Supplied information start
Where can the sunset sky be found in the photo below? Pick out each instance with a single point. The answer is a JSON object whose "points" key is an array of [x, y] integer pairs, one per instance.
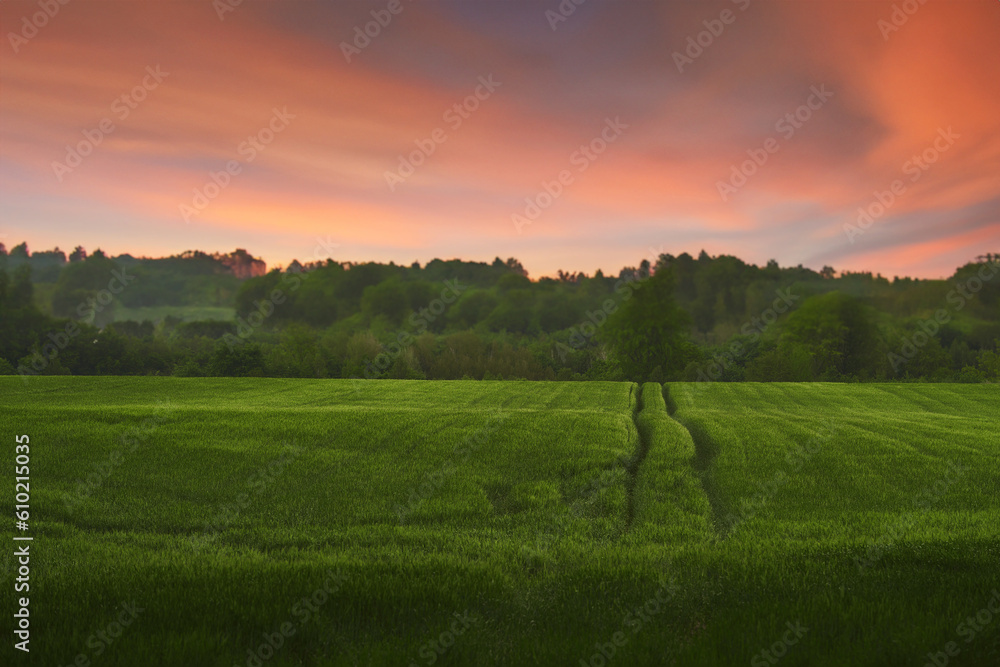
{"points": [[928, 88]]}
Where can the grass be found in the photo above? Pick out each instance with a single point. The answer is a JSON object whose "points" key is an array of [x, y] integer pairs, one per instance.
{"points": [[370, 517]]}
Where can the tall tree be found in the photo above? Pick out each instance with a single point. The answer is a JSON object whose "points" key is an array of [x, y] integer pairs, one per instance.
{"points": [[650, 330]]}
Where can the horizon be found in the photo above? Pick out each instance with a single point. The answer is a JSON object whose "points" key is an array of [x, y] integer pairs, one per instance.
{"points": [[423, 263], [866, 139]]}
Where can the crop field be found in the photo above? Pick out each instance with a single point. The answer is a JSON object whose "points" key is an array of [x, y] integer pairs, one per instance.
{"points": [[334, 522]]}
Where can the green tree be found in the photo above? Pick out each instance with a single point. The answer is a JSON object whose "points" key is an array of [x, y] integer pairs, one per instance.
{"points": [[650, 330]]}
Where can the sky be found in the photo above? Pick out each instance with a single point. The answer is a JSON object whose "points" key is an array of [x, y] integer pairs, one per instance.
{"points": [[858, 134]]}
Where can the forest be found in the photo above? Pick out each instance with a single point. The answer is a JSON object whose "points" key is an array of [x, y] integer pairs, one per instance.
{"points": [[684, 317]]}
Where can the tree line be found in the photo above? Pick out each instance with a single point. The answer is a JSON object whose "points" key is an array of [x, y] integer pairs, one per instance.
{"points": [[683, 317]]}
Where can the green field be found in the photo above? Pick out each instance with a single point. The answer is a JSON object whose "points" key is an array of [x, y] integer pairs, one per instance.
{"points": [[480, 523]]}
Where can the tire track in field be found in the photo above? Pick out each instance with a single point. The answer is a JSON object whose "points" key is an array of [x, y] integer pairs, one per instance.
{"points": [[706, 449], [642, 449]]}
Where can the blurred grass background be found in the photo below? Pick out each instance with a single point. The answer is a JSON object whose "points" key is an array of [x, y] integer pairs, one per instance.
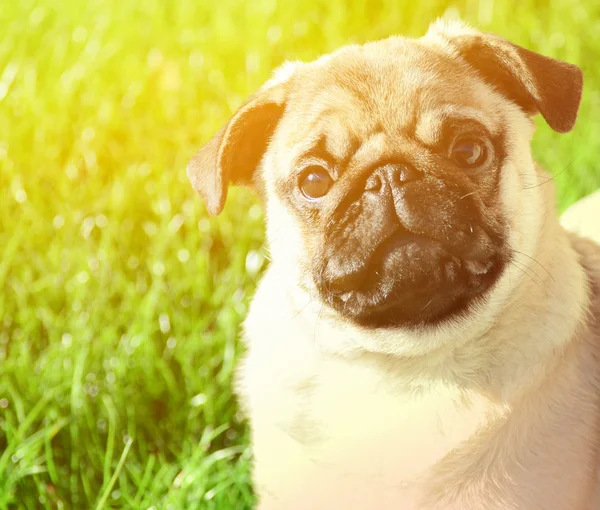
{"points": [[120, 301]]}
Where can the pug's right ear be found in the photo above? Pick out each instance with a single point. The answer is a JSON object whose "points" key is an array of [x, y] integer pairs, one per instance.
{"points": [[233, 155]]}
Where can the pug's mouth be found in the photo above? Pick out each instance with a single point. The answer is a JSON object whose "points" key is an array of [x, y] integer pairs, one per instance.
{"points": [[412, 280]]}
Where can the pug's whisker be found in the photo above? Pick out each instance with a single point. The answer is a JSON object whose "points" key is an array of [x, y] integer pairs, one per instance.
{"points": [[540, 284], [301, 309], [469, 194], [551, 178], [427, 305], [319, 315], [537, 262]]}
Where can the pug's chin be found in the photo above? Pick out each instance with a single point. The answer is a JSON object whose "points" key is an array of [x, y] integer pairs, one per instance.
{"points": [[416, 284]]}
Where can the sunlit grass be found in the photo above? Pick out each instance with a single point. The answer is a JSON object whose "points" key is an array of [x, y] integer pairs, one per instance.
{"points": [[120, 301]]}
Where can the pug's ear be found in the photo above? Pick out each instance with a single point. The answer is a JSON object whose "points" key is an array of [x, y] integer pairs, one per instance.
Supplied information end
- Aim:
Reproduce all of the lines above word for word, and omit the pictures from your reproduction.

- Written response:
Where can the sunset sky be found in the photo below? Pick out each instance with a single point. The answer is a JSON object whose "points" key is an array of [x, y] integer pairs, one per instance.
{"points": [[928, 88]]}
Where can the grass be found in the photo above? Pick out each instance with a single point. The answer is a JSON object whose "points" key is an array of [x, y] integer pairs, one per instance.
{"points": [[370, 517]]}
Where can the tall tree be found in the photo above? Pick out each instance with a single point. The answer is a JSON object whose "points" key is an array of [x, y] integer pairs, one per instance.
{"points": [[650, 330]]}
Where can the horizon be found in the photo above? Pick out each instance with a single point. The answer is a JSON object whose "points" key is an array of [x, y] integer pairs, one per instance.
{"points": [[423, 263], [866, 139]]}
Where can the crop field be found in the photo above? Pick out each instance with a single point. The answer is a JSON object whose "points" key is an array of [x, y] integer pairs, one per instance.
{"points": [[334, 522]]}
Where can the green tree be found in the photo above? Pick out each instance with a single point. The answer is a JSON object whose "points" key is an array of [x, y] integer pairs, one per instance.
{"points": [[650, 330]]}
Where can the sky be found in the photo above? Pick out each instance with a single point. The answer is a JSON object whose "points" key is an array of [x, y] integer pairs, one per instance.
{"points": [[858, 134]]}
Where can the forest be found in the photo above? Pick out each instance with a single point. The answer is a JSON object whose "points" key is an array of [x, y] integer pairs, one per instance.
{"points": [[684, 317]]}
Where can the tree line be found in the photo above? Pick out each instance with a single point. The answer is a JSON object whose "points" key is an array of [x, y] integer pairs, one per instance.
{"points": [[683, 317]]}
Where can the green field be found in the photo above? Pick out each instance with a single point. The answer is a JSON object whose "points" key is an array of [x, y] integer pairs, one per instance.
{"points": [[480, 523]]}
Where can the tire track in field be found in the photo above? Pick out each instance with a single point. The answer is a JSON object whose "points" key is an array of [x, y] integer pairs, one per instance.
{"points": [[706, 449], [642, 449]]}
Where can the blurred grass background be found in the photo below? Pick out each instance with a single point. The answer is a JSON object whose "points" key is an array of [x, y] integer pairs, one per instance.
{"points": [[120, 301]]}
Where can the pug's right ear be found in the photo above? Pick out each instance with a single point. The answer is a JSON object whose "points" key is an array of [x, y] integer pairs, one per instance.
{"points": [[233, 155]]}
Where can the pug's mouth be found in the photo above? Pick out each instance with a single point. The answer is a JSON object whose "points" key is an array of [x, y] integer pairs, one per instance.
{"points": [[412, 280]]}
Where can the pug's whisker be found in the photo above? Pick out each instance with a single point. The answer is a JSON object whose "points" key is an array of [x, y] integer pairs, one per instance.
{"points": [[540, 284], [301, 309], [469, 194], [551, 178], [427, 305], [319, 315], [537, 262]]}
Where can the pug's chin be found in the photo above? Pick out each instance with a single point. The answer is a JSON object whose "points" key is an array of [x, y] integer pairs, one per instance.
{"points": [[416, 284]]}
Where can the sunlit grass be found in the photo above? Pick out each instance with a single point. The answer is a JSON object whose "points" key is an array of [x, y] integer pairs, one per instance.
{"points": [[120, 301]]}
Where can the pug's ear be found in the photo above? Pick out each instance with a single point. The answer is a JSON object whose "points" key is an array of [x, y] integer pairs, one per instance.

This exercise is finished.